** BEGIN TASK INPUTS **

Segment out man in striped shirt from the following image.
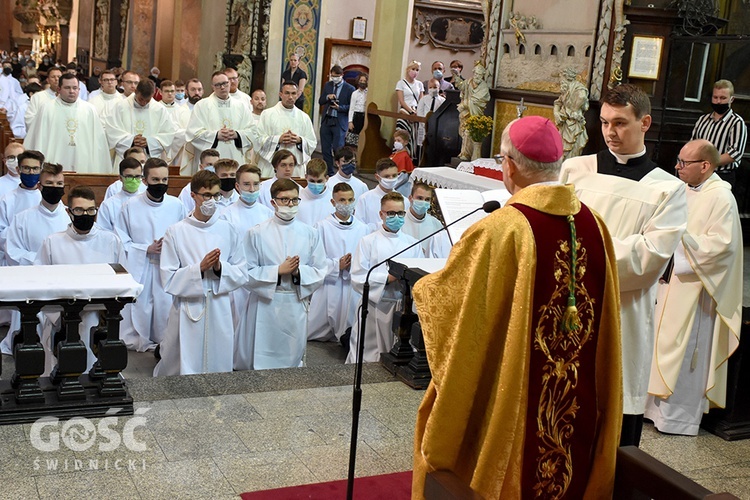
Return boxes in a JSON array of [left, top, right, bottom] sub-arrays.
[[690, 80, 747, 189]]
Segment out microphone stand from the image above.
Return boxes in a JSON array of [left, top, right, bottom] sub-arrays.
[[346, 200, 500, 500]]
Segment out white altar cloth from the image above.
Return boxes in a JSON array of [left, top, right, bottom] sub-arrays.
[[0, 264, 143, 304], [411, 168, 505, 192]]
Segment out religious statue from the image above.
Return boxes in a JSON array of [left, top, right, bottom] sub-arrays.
[[456, 61, 490, 160], [554, 68, 589, 160]]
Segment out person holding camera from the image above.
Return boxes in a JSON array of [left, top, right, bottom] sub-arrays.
[[318, 64, 354, 177]]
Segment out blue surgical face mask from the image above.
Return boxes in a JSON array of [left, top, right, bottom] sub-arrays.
[[385, 215, 404, 233], [307, 182, 326, 194], [21, 172, 39, 188], [245, 190, 260, 205], [341, 161, 357, 175], [411, 200, 430, 216]]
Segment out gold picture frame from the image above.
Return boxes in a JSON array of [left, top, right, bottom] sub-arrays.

** END TASK INPUTS **

- **THE REQUEST**: Please reproduce the entire listing above word for word, leaving out any images.

- **OUTPUT FOR THIS TASK**:
Segment out man in striped shirt from the following image.
Return boxes in a JSON array of [left, top, right, bottom] sub-arrays.
[[690, 80, 747, 189]]
Segment out microphone stand from the image above.
Return boxes in a JSON array of [left, top, right, bottom] sub-arrays.
[[346, 200, 500, 500]]
Segment out white altar cloth from the image above.
Return boxes in a JSON array of [left, top, right, bottom] sub-arrays.
[[0, 264, 143, 304], [411, 168, 505, 192]]
Segment out religious statue from the image above.
Return boxes in a JSON array of [left, top, right, bottom] sub-arrays.
[[456, 61, 490, 160], [554, 68, 589, 160]]
Segment out person holding camera from the image above.
Return boxes in a JSON array of [left, top, right, bottom] sub-arrays.
[[318, 64, 354, 177]]
Segment out blue surgical face mask from the image above.
Return boxes in a JSON array of [left, top, right, bottom] sub-arrays.
[[385, 215, 404, 233], [307, 182, 326, 194], [21, 172, 39, 188], [245, 190, 260, 205], [341, 161, 357, 175], [411, 200, 430, 216]]
Segment out gold picture frame from the image above.
Return boxes in a JSON array of [left, top, right, bottom] sub-arrays.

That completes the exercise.